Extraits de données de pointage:

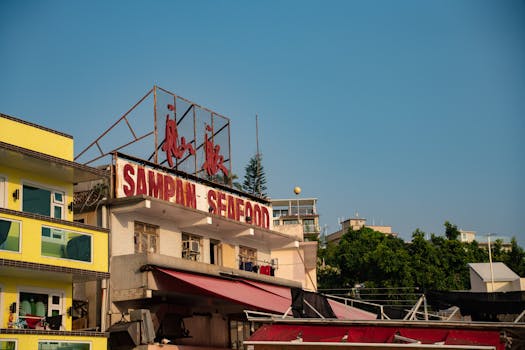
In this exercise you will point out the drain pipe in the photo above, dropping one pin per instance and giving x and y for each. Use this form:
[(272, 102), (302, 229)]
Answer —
[(105, 282)]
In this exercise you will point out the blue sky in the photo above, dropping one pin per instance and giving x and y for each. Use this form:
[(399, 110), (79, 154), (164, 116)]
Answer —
[(408, 112)]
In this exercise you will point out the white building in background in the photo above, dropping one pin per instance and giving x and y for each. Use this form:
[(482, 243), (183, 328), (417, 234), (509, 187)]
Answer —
[(355, 224)]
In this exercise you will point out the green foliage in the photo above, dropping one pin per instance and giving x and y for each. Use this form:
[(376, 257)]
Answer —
[(254, 177), (379, 260)]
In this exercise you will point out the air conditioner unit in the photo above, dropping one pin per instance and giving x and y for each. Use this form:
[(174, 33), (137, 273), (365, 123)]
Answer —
[(191, 246), (194, 246)]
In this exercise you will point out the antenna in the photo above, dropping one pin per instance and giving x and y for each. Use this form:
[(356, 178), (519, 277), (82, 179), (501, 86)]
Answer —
[(257, 156)]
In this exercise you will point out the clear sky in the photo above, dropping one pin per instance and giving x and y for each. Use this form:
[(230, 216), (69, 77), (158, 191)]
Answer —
[(410, 113)]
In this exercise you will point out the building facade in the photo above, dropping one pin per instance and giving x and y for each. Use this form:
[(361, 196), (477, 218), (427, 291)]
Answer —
[(189, 253), (43, 252)]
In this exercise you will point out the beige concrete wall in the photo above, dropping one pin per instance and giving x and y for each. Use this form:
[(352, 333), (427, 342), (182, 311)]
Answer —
[(290, 264), (206, 331)]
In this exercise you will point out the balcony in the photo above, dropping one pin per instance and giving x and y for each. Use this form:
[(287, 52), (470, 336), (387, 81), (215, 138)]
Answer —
[(35, 242), (22, 339)]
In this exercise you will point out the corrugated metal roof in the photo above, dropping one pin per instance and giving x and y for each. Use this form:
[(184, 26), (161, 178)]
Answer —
[(502, 273)]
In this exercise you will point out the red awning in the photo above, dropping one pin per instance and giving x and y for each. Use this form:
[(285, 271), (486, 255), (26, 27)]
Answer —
[(375, 335), (236, 291), (257, 295)]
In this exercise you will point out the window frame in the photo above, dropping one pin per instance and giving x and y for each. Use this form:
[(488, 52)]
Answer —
[(53, 341), (61, 293), (63, 241), (10, 340), (148, 234), (19, 238), (189, 253), (52, 202)]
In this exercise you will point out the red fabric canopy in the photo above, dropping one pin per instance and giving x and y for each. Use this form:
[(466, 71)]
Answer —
[(376, 334), (259, 295), (237, 291)]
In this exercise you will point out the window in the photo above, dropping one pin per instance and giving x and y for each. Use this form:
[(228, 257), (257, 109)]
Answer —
[(146, 238), (58, 243), (7, 344), (9, 235), (247, 258), (191, 247), (241, 330), (34, 306), (56, 345), (308, 225), (215, 252), (42, 201)]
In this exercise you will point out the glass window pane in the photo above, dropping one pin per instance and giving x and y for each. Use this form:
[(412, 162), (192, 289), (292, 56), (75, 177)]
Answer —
[(7, 345), (36, 200), (9, 235), (66, 244), (57, 212), (59, 197), (54, 345)]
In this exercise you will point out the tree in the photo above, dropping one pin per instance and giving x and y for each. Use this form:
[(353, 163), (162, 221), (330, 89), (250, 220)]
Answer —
[(254, 177), (451, 231)]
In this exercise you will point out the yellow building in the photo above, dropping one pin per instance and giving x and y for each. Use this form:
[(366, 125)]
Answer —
[(43, 252)]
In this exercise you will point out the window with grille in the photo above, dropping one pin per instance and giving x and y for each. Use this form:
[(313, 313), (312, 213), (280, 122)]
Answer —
[(191, 247), (146, 238), (43, 201)]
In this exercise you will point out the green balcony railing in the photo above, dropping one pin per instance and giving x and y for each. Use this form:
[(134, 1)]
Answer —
[(9, 235)]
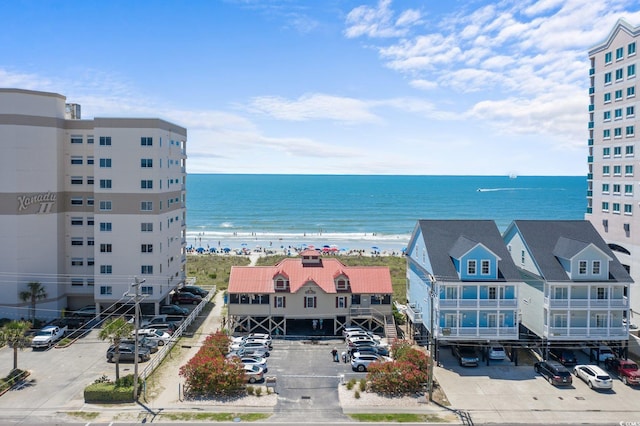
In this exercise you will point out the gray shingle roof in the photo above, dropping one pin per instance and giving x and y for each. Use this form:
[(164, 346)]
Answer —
[(443, 237), (543, 236)]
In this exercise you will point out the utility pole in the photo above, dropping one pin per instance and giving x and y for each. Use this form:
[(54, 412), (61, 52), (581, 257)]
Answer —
[(136, 326)]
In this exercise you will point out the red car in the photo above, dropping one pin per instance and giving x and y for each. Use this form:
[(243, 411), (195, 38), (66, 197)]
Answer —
[(186, 298)]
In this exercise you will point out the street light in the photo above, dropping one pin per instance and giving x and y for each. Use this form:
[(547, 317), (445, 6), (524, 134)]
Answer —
[(432, 296), (136, 295)]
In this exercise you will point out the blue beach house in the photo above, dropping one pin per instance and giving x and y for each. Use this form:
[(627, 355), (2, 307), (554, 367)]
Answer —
[(462, 285), (575, 291)]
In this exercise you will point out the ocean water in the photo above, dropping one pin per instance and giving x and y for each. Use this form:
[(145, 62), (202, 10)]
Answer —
[(361, 211)]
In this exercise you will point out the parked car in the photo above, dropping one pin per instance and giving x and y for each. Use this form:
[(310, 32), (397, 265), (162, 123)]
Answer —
[(563, 356), (127, 353), (625, 369), (183, 297), (360, 361), (555, 373), (467, 355), (162, 337), (497, 352), (193, 289), (593, 376), (88, 311), (253, 373), (174, 310)]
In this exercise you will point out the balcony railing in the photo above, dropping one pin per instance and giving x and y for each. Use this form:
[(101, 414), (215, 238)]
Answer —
[(619, 303)]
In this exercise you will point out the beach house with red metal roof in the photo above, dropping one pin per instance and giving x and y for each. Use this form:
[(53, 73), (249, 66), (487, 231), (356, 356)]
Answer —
[(309, 295)]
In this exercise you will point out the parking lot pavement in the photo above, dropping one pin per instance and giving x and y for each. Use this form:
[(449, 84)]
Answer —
[(505, 393)]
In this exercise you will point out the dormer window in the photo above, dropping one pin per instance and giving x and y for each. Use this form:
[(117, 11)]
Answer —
[(471, 267)]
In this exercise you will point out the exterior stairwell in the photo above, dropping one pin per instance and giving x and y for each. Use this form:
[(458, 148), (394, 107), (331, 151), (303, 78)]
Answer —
[(390, 331)]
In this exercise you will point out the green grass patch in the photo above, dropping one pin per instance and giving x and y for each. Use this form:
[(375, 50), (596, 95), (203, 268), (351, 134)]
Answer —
[(85, 415), (214, 417), (398, 418)]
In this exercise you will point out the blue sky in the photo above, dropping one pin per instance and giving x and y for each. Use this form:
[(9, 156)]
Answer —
[(327, 86)]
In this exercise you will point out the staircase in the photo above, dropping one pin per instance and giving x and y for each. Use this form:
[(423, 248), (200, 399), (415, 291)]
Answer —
[(390, 331)]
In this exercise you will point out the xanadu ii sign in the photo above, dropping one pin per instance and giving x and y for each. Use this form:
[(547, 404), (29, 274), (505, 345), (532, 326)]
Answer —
[(45, 199)]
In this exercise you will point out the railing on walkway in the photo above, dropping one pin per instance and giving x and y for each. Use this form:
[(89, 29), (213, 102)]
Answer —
[(162, 353)]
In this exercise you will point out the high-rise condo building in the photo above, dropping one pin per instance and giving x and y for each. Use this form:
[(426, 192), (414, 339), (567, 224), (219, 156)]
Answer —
[(87, 206), (613, 180)]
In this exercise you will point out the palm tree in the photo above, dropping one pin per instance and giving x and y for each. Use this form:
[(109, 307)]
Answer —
[(34, 293), (114, 330), (13, 334)]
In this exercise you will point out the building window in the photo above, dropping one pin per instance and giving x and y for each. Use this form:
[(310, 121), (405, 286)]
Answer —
[(105, 205), (628, 189), (608, 58), (471, 267), (310, 302), (341, 302), (484, 267), (602, 293), (582, 267), (616, 189), (280, 302)]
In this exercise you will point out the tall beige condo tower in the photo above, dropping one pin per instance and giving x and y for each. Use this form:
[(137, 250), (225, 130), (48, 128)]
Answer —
[(613, 192), (87, 206)]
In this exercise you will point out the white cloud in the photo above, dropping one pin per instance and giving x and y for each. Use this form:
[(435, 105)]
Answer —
[(314, 106)]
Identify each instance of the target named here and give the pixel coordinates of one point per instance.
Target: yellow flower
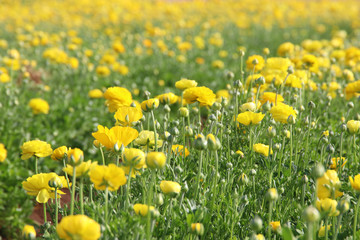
(355, 183)
(103, 71)
(81, 170)
(275, 226)
(39, 105)
(150, 104)
(116, 135)
(167, 98)
(203, 95)
(327, 206)
(353, 126)
(270, 97)
(262, 149)
(107, 176)
(127, 116)
(38, 185)
(29, 232)
(3, 152)
(79, 227)
(117, 97)
(250, 118)
(184, 84)
(335, 162)
(133, 157)
(328, 183)
(142, 209)
(148, 137)
(35, 147)
(256, 62)
(155, 160)
(281, 112)
(59, 153)
(170, 188)
(179, 150)
(75, 156)
(95, 93)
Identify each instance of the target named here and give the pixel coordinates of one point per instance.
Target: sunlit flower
(250, 118)
(128, 116)
(35, 147)
(107, 176)
(39, 106)
(38, 185)
(116, 135)
(79, 227)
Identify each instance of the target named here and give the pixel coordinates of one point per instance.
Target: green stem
(198, 175)
(82, 195)
(128, 188)
(355, 219)
(56, 209)
(73, 192)
(45, 217)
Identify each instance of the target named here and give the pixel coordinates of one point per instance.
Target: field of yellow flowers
(135, 119)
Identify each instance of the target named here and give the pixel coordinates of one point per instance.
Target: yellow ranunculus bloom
(250, 118)
(117, 97)
(81, 170)
(133, 157)
(142, 209)
(39, 105)
(184, 84)
(281, 112)
(59, 153)
(328, 183)
(179, 149)
(79, 227)
(38, 185)
(150, 104)
(35, 147)
(169, 187)
(95, 93)
(262, 149)
(355, 183)
(353, 126)
(155, 160)
(127, 116)
(116, 135)
(107, 176)
(3, 152)
(328, 207)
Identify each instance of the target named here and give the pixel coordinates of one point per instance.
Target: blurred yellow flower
(127, 116)
(116, 135)
(281, 112)
(35, 147)
(107, 176)
(117, 97)
(39, 105)
(79, 227)
(250, 118)
(38, 185)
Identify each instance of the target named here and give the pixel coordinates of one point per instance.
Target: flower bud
(318, 171)
(256, 224)
(213, 142)
(184, 112)
(200, 142)
(55, 182)
(311, 214)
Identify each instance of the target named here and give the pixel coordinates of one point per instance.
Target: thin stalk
(73, 192)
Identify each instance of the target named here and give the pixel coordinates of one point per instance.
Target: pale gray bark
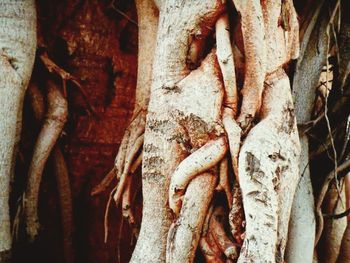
(17, 52)
(313, 57)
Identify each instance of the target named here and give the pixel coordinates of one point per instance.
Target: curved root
(210, 249)
(236, 215)
(128, 162)
(55, 119)
(216, 228)
(198, 162)
(253, 31)
(184, 234)
(268, 172)
(226, 62)
(344, 253)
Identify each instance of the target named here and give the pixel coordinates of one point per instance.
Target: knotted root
(128, 163)
(185, 232)
(217, 230)
(253, 31)
(198, 162)
(224, 181)
(55, 119)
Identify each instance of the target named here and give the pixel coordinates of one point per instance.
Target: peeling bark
(17, 52)
(269, 174)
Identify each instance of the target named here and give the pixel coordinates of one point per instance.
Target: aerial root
(135, 129)
(128, 162)
(55, 119)
(185, 232)
(224, 182)
(198, 162)
(210, 250)
(226, 62)
(216, 228)
(129, 195)
(234, 134)
(253, 30)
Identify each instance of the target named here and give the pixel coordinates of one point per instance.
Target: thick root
(269, 174)
(344, 253)
(216, 228)
(210, 250)
(198, 162)
(128, 163)
(233, 132)
(129, 194)
(302, 225)
(253, 30)
(184, 234)
(17, 54)
(51, 130)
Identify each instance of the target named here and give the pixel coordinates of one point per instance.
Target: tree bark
(17, 52)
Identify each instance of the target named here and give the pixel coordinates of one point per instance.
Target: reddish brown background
(93, 41)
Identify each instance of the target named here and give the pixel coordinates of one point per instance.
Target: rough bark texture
(333, 228)
(54, 121)
(171, 112)
(17, 51)
(306, 78)
(269, 174)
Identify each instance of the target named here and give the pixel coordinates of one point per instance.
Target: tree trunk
(17, 52)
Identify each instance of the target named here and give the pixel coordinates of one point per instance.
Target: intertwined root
(198, 162)
(269, 174)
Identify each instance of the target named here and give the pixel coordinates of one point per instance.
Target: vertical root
(233, 132)
(224, 181)
(344, 253)
(216, 227)
(210, 250)
(226, 62)
(253, 31)
(236, 215)
(55, 119)
(65, 196)
(128, 162)
(184, 235)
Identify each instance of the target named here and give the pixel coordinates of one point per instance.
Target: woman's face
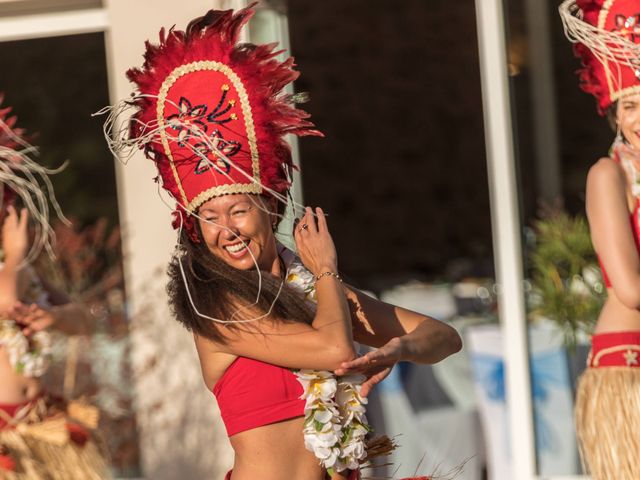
(628, 118)
(236, 226)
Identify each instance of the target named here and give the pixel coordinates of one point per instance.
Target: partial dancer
(606, 34)
(274, 330)
(41, 437)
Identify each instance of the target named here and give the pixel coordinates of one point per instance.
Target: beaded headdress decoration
(606, 34)
(23, 177)
(212, 114)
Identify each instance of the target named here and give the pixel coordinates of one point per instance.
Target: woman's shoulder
(606, 173)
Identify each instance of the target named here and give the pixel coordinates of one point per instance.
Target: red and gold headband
(607, 38)
(212, 113)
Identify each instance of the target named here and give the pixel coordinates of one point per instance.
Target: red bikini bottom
(355, 475)
(615, 349)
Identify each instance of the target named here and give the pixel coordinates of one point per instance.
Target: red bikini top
(252, 393)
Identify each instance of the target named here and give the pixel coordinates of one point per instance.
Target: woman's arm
(327, 341)
(64, 315)
(611, 234)
(399, 334)
(14, 245)
(421, 339)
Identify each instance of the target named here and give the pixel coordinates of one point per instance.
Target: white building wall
(181, 433)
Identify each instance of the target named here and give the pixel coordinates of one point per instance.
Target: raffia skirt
(608, 408)
(41, 444)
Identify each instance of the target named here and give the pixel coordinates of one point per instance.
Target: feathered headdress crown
(212, 113)
(21, 176)
(607, 40)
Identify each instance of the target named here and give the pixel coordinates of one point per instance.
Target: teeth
(235, 248)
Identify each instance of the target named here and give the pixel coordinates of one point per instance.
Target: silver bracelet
(328, 274)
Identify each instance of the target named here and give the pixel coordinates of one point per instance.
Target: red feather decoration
(248, 127)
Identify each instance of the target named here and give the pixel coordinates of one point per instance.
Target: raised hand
(375, 365)
(32, 317)
(314, 243)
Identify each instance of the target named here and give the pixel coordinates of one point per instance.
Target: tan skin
(609, 204)
(343, 314)
(66, 317)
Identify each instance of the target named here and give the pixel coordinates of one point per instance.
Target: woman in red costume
(607, 36)
(41, 438)
(212, 115)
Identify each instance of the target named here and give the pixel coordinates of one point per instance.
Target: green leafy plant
(567, 283)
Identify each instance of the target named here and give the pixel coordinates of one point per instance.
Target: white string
(608, 47)
(30, 181)
(123, 147)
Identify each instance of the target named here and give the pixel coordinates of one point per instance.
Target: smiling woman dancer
(608, 397)
(212, 115)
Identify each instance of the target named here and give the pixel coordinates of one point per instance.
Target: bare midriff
(274, 452)
(617, 317)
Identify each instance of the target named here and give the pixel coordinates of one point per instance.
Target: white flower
(335, 423)
(28, 358)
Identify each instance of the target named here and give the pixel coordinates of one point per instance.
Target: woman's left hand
(32, 317)
(375, 365)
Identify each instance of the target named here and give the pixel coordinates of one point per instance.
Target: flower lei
(29, 356)
(335, 424)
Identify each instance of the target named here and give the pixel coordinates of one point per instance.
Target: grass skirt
(608, 422)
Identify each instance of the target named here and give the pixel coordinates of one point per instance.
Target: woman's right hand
(14, 235)
(314, 243)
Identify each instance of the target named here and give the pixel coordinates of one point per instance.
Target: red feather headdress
(607, 37)
(212, 113)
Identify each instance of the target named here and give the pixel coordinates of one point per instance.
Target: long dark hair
(218, 290)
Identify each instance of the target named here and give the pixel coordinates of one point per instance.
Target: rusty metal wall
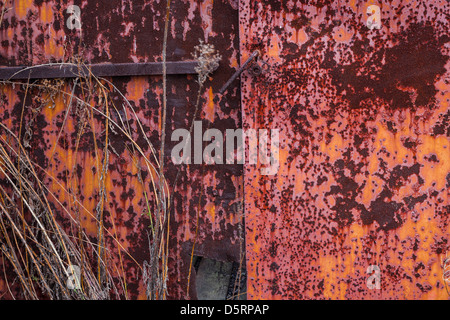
(35, 32)
(364, 172)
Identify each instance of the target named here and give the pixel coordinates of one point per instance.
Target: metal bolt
(239, 71)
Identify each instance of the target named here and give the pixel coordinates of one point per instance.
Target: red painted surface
(364, 149)
(207, 199)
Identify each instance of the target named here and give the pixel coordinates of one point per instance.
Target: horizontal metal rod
(100, 70)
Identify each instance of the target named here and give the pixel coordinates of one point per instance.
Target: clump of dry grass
(35, 242)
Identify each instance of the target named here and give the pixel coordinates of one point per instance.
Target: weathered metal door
(359, 206)
(354, 92)
(93, 170)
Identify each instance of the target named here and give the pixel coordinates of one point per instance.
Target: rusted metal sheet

= CONSIGNE DE L'EXERCICE =
Recopiez intégralement les lignes en partant de celle qui contient "In this exercise you will point out the beach" et en vous arrêtant après celle qui contient "[(309, 295)]". Décalez de -92 chaque coordonnée figurant dans les réponses.

= RÉSULTAT DE L'EXERCICE =
In this exercise you will point out the beach house with red metal roof in the photo above, dropping one pin per instance and giving x and y for each. Use this form:
[(53, 73), (249, 66), (487, 231), (356, 356)]
Answer —
[(217, 203)]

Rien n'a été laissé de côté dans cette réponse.